» Instructions for the task
Convert every line of the entries below into a JSON list of strings, one string per line, omitting blank lines and leaving out the pictures.

------ Data excerpts ------

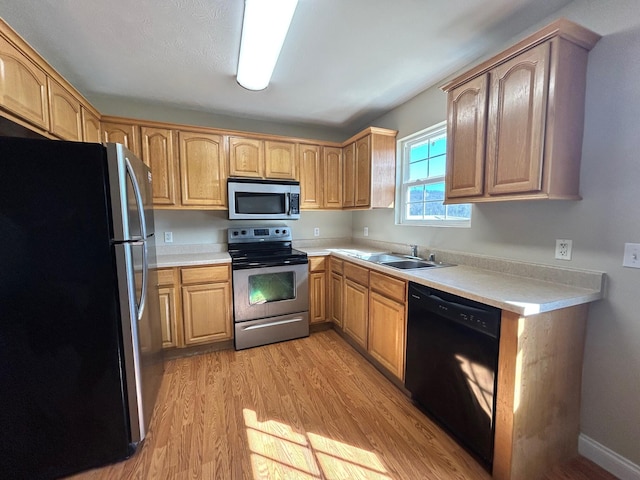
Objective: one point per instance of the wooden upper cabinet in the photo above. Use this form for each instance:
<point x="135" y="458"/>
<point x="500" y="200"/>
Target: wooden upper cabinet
<point x="332" y="176"/>
<point x="517" y="108"/>
<point x="66" y="115"/>
<point x="467" y="124"/>
<point x="362" y="192"/>
<point x="533" y="115"/>
<point x="349" y="175"/>
<point x="158" y="153"/>
<point x="23" y="86"/>
<point x="126" y="134"/>
<point x="310" y="176"/>
<point x="203" y="169"/>
<point x="369" y="170"/>
<point x="246" y="157"/>
<point x="91" y="131"/>
<point x="280" y="160"/>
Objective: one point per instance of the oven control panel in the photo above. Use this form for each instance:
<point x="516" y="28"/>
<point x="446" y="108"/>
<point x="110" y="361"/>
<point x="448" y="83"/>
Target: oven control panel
<point x="259" y="234"/>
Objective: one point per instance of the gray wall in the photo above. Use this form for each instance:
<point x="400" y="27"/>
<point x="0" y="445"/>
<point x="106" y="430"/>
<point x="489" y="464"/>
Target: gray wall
<point x="599" y="225"/>
<point x="132" y="108"/>
<point x="210" y="227"/>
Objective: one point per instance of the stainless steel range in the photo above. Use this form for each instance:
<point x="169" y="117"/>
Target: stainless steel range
<point x="270" y="286"/>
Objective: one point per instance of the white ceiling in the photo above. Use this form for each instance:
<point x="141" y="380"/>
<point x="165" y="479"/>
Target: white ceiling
<point x="344" y="62"/>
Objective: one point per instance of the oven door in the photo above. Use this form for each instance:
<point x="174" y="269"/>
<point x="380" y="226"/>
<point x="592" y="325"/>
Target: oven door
<point x="270" y="291"/>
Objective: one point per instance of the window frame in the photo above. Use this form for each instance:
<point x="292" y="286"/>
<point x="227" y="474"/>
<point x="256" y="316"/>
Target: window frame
<point x="402" y="185"/>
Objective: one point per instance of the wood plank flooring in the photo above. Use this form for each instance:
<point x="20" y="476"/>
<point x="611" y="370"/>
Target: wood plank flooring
<point x="311" y="408"/>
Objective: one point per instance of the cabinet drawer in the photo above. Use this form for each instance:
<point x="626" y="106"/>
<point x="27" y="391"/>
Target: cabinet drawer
<point x="336" y="265"/>
<point x="218" y="273"/>
<point x="357" y="274"/>
<point x="317" y="264"/>
<point x="165" y="276"/>
<point x="390" y="287"/>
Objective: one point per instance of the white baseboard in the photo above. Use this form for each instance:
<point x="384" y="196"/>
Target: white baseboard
<point x="608" y="459"/>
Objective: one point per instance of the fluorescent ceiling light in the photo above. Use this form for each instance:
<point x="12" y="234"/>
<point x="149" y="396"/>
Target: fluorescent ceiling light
<point x="264" y="29"/>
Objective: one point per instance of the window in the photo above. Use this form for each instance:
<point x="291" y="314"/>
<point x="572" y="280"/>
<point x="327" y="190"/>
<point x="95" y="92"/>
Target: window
<point x="422" y="159"/>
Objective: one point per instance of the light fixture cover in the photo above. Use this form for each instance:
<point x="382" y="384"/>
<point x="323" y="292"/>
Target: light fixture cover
<point x="264" y="29"/>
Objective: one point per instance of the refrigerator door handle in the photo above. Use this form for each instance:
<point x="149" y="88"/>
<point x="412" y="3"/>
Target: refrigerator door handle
<point x="143" y="229"/>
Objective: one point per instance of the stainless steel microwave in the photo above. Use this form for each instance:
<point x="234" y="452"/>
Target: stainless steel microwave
<point x="255" y="199"/>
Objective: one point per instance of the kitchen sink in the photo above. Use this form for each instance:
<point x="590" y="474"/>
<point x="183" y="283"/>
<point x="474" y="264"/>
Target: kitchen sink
<point x="401" y="261"/>
<point x="409" y="264"/>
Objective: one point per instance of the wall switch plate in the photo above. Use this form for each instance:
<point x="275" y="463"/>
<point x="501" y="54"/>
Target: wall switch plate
<point x="563" y="249"/>
<point x="631" y="255"/>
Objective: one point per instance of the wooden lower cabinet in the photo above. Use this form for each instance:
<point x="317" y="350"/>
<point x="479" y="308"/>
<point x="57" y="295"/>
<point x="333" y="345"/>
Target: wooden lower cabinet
<point x="205" y="310"/>
<point x="355" y="308"/>
<point x="195" y="305"/>
<point x="373" y="309"/>
<point x="387" y="331"/>
<point x="168" y="317"/>
<point x="336" y="284"/>
<point x="317" y="289"/>
<point x="356" y="311"/>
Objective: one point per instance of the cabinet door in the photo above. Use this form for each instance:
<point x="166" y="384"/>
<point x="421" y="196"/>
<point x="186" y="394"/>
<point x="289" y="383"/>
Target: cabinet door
<point x="363" y="172"/>
<point x="23" y="86"/>
<point x="158" y="152"/>
<point x="387" y="330"/>
<point x="517" y="113"/>
<point x="246" y="157"/>
<point x="317" y="297"/>
<point x="126" y="134"/>
<point x="332" y="178"/>
<point x="65" y="114"/>
<point x="203" y="170"/>
<point x="310" y="176"/>
<point x="90" y="127"/>
<point x="466" y="129"/>
<point x="349" y="176"/>
<point x="280" y="160"/>
<point x="356" y="311"/>
<point x="206" y="313"/>
<point x="335" y="301"/>
<point x="168" y="317"/>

------

» Output for this task
[
  "Objective: one point per instance of the wooden upper cabinet in the photo above. Use this form for each instance:",
  "<point x=\"135\" y=\"458\"/>",
  "<point x=\"500\" y=\"200\"/>",
  "Target: wooden upper cabinet",
  "<point x=\"332\" y=\"176\"/>",
  "<point x=\"517\" y=\"108\"/>",
  "<point x=\"66\" y=\"115\"/>",
  "<point x=\"467\" y=\"124\"/>",
  "<point x=\"362\" y=\"192\"/>",
  "<point x=\"533\" y=\"115\"/>",
  "<point x=\"349\" y=\"175\"/>",
  "<point x=\"158\" y=\"153\"/>",
  "<point x=\"23\" y=\"86\"/>",
  "<point x=\"126\" y=\"134\"/>",
  "<point x=\"310\" y=\"176\"/>",
  "<point x=\"203\" y=\"169\"/>",
  "<point x=\"369\" y=\"170\"/>",
  "<point x=\"246\" y=\"157\"/>",
  "<point x=\"91\" y=\"131\"/>",
  "<point x=\"280\" y=\"160\"/>",
  "Objective: one point per instance of the oven control panel in the photo above. Use this form for each instance:",
  "<point x=\"516\" y=\"28\"/>",
  "<point x=\"446\" y=\"108\"/>",
  "<point x=\"110\" y=\"361\"/>",
  "<point x=\"448\" y=\"83\"/>",
  "Target: oven control panel",
  "<point x=\"259\" y=\"234\"/>",
  "Objective: one point per instance of the gray wall in the photo above. Use this form for each instance:",
  "<point x=\"400\" y=\"27\"/>",
  "<point x=\"0\" y=\"445\"/>",
  "<point x=\"106\" y=\"430\"/>",
  "<point x=\"489\" y=\"464\"/>",
  "Target: gray wall",
  "<point x=\"599\" y=\"225\"/>",
  "<point x=\"132\" y=\"108\"/>",
  "<point x=\"210\" y=\"227\"/>",
  "Objective: one point per instance of the stainless steel range in the photo above. Use this form for each instance:",
  "<point x=\"169\" y=\"117\"/>",
  "Target: stainless steel range",
  "<point x=\"270\" y=\"286\"/>",
  "Objective: one point per instance of the white ceiling in the photo above. Use this form for each instance:",
  "<point x=\"141\" y=\"380\"/>",
  "<point x=\"165\" y=\"479\"/>",
  "Target: white ceiling",
  "<point x=\"344\" y=\"62\"/>",
  "Objective: one point per instance of the oven door in the photo above. Use this form for each instance:",
  "<point x=\"174\" y=\"269\"/>",
  "<point x=\"380\" y=\"226\"/>",
  "<point x=\"592\" y=\"325\"/>",
  "Target: oven door",
  "<point x=\"270\" y=\"291\"/>",
  "Objective: one point per instance of the window frame in the photo above. Use this form for each instance:",
  "<point x=\"292\" y=\"286\"/>",
  "<point x=\"227\" y=\"474\"/>",
  "<point x=\"256\" y=\"316\"/>",
  "Target: window frame",
  "<point x=\"402\" y=\"185\"/>",
  "Objective: one point per instance of the wood plank flooring in the photo above. Use this form for each instance:",
  "<point x=\"20\" y=\"476\"/>",
  "<point x=\"611\" y=\"370\"/>",
  "Target: wood plank flooring",
  "<point x=\"311\" y=\"408\"/>",
  "Objective: one point per instance of the cabinet drawer in the photo above. Use this form for each instance:",
  "<point x=\"626\" y=\"106\"/>",
  "<point x=\"27\" y=\"391\"/>",
  "Target: cabinet drawer",
  "<point x=\"336\" y=\"265\"/>",
  "<point x=\"218\" y=\"273\"/>",
  "<point x=\"357\" y=\"274\"/>",
  "<point x=\"317\" y=\"264\"/>",
  "<point x=\"165\" y=\"276\"/>",
  "<point x=\"390\" y=\"287\"/>",
  "Objective: one point per instance of the white baseboard in the photo above. Use this form for each instance:",
  "<point x=\"384\" y=\"196\"/>",
  "Target: white baseboard",
  "<point x=\"608\" y=\"459\"/>",
  "Objective: one point per instance of the fluorescent ceiling light in the photo above. Use this form for each instance:",
  "<point x=\"12\" y=\"234\"/>",
  "<point x=\"149\" y=\"396\"/>",
  "Target: fluorescent ceiling light",
  "<point x=\"264\" y=\"29\"/>",
  "Objective: one point per instance of the window in the photo above. Use this form for each instance:",
  "<point x=\"291\" y=\"314\"/>",
  "<point x=\"572\" y=\"280\"/>",
  "<point x=\"327\" y=\"190\"/>",
  "<point x=\"95\" y=\"92\"/>",
  "Target: window",
  "<point x=\"422\" y=\"159\"/>",
  "Objective: one point per instance of the light fixture cover in the photo above. Use this form for each instance:",
  "<point x=\"382\" y=\"384\"/>",
  "<point x=\"323\" y=\"292\"/>",
  "Target: light fixture cover",
  "<point x=\"264\" y=\"29\"/>",
  "Objective: one point per instance of the refrigerator door handle in the photo above. Use this form for each instance:",
  "<point x=\"149\" y=\"88\"/>",
  "<point x=\"412\" y=\"3\"/>",
  "Target: refrigerator door handle",
  "<point x=\"143\" y=\"229\"/>",
  "Objective: one point per instance of the stainless steel microwave in the photo above. Use this form for each instance:",
  "<point x=\"234\" y=\"452\"/>",
  "Target: stainless steel microwave",
  "<point x=\"255\" y=\"199\"/>",
  "Objective: one point per instance of the kitchen sink in the photo above. Use this form for each instance:",
  "<point x=\"590\" y=\"474\"/>",
  "<point x=\"183\" y=\"283\"/>",
  "<point x=\"474\" y=\"264\"/>",
  "Target: kitchen sink",
  "<point x=\"401\" y=\"261\"/>",
  "<point x=\"409\" y=\"264\"/>",
  "Objective: one point per instance of the wall switch plate in the photo above. Use this form for each instance:",
  "<point x=\"275\" y=\"463\"/>",
  "<point x=\"501\" y=\"54\"/>",
  "Target: wall switch plate",
  "<point x=\"563\" y=\"249\"/>",
  "<point x=\"631\" y=\"255\"/>",
  "Objective: one point per instance of the wooden lower cabinet in the photo above. Use this form for each instance:",
  "<point x=\"317\" y=\"350\"/>",
  "<point x=\"479\" y=\"308\"/>",
  "<point x=\"57\" y=\"295\"/>",
  "<point x=\"333\" y=\"345\"/>",
  "Target: wooden lower cabinet",
  "<point x=\"205\" y=\"310\"/>",
  "<point x=\"355\" y=\"308\"/>",
  "<point x=\"195\" y=\"305\"/>",
  "<point x=\"373\" y=\"309\"/>",
  "<point x=\"387\" y=\"331\"/>",
  "<point x=\"168\" y=\"317\"/>",
  "<point x=\"336\" y=\"284\"/>",
  "<point x=\"317\" y=\"289\"/>",
  "<point x=\"356\" y=\"311\"/>",
  "Objective: one point per instance of the cabinet door in the photo above. Use this form for each instance:",
  "<point x=\"166\" y=\"384\"/>",
  "<point x=\"421\" y=\"196\"/>",
  "<point x=\"186\" y=\"394\"/>",
  "<point x=\"289\" y=\"383\"/>",
  "Target: cabinet door",
  "<point x=\"363\" y=\"172\"/>",
  "<point x=\"23\" y=\"86\"/>",
  "<point x=\"158\" y=\"152\"/>",
  "<point x=\"387\" y=\"330\"/>",
  "<point x=\"517\" y=\"113\"/>",
  "<point x=\"246\" y=\"157\"/>",
  "<point x=\"317\" y=\"297\"/>",
  "<point x=\"126\" y=\"134\"/>",
  "<point x=\"332\" y=\"178\"/>",
  "<point x=\"65\" y=\"114\"/>",
  "<point x=\"203\" y=\"170\"/>",
  "<point x=\"310\" y=\"176\"/>",
  "<point x=\"90\" y=\"127\"/>",
  "<point x=\"466\" y=\"129\"/>",
  "<point x=\"349\" y=\"176\"/>",
  "<point x=\"280\" y=\"160\"/>",
  "<point x=\"356\" y=\"311\"/>",
  "<point x=\"206\" y=\"313\"/>",
  "<point x=\"335\" y=\"301\"/>",
  "<point x=\"168\" y=\"317\"/>"
]